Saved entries
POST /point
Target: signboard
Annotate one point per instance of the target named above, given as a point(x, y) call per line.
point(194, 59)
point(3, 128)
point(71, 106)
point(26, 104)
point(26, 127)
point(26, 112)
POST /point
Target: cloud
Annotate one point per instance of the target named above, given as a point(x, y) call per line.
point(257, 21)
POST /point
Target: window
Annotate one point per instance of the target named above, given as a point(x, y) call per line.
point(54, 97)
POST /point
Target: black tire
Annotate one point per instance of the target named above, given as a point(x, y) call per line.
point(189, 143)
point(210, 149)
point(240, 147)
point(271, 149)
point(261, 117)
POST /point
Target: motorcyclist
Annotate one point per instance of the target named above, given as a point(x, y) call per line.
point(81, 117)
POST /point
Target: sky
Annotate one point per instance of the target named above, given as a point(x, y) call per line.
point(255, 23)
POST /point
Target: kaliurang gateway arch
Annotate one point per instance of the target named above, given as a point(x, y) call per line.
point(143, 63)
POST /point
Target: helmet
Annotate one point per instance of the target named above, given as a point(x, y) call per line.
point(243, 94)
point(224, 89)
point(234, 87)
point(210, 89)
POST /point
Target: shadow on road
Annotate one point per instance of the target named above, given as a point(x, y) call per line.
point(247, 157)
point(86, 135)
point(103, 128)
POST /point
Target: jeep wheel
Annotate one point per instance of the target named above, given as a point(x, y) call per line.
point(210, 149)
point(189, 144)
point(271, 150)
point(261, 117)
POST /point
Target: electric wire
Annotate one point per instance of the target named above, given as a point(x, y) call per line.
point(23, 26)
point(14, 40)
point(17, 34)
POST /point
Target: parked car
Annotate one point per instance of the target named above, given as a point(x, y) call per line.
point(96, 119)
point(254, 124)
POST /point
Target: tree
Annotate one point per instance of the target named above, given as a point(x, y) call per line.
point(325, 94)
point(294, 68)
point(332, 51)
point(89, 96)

* **Task objective**
From the line holding "Target: shadow on road" down to the last line of the records above, restate each line exactly as written.

* **Response to the exercise**
Target: shadow on road
Annotate one point per instance of the target named above, given as a point(x, y) call per line.
point(247, 157)
point(86, 135)
point(103, 128)
POST /point
Target: jeep wheel
Annotate one point per instance of the target named above, given as a point(x, y) call per line.
point(210, 149)
point(189, 144)
point(271, 150)
point(261, 117)
POST /point
Target: electric wire
Annotate one point per instance of the target named above, given as a point(x, y) call per line.
point(23, 26)
point(14, 40)
point(17, 34)
POST /point
Target: parked car
Annotate one point per instance of the target named above, given as a point(x, y) call per line.
point(96, 119)
point(254, 124)
POST /point
Target: tree
Annotate one point per instance of the target named above, given as a point(x, y) call per line.
point(325, 94)
point(294, 68)
point(332, 51)
point(89, 96)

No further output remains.